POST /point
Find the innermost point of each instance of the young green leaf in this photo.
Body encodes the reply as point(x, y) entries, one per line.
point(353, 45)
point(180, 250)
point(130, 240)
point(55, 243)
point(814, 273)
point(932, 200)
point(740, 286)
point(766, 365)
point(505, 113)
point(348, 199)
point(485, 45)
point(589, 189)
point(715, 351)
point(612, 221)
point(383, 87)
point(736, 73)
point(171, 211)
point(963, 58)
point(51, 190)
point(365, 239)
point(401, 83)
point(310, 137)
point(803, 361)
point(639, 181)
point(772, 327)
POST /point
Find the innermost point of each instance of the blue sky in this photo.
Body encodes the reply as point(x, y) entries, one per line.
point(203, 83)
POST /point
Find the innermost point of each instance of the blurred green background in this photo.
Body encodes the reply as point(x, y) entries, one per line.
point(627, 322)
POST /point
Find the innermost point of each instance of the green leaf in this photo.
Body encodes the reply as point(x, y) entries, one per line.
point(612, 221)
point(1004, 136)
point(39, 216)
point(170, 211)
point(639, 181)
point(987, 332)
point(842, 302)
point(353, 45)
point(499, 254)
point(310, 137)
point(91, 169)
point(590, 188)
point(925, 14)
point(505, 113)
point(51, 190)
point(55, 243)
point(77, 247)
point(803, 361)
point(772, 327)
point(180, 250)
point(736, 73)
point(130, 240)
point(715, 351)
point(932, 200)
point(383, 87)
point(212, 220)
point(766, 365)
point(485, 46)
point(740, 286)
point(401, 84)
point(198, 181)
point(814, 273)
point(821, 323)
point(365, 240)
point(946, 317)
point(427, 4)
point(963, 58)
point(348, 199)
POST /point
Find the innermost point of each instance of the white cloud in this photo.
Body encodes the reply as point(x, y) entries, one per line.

**ESERCIZIO**
Ridimensiona le coordinate dei punti nelle risposte moltiplicandole per 2,45 e arrotondandole all'intero, con le metà per eccesso. Riporta solo le righe del materiale, richieste comprese e invariate, partendo dall'inizio e proseguendo fino alla riga che contiene "point(365, 239)", inclusa.

**RISPOSTA SCRITTA**
POST /point
Find the innermost point of each instance of the young green leaf in this photo.
Body encodes the reply as point(x, y) entries, one per line.
point(865, 110)
point(441, 613)
point(319, 588)
point(135, 595)
point(1994, 669)
point(2283, 490)
point(1813, 701)
point(1877, 894)
point(1237, 277)
point(853, 488)
point(1188, 110)
point(1443, 463)
point(1752, 860)
point(1499, 541)
point(938, 213)
point(1803, 179)
point(419, 517)
point(2359, 142)
point(125, 466)
point(894, 586)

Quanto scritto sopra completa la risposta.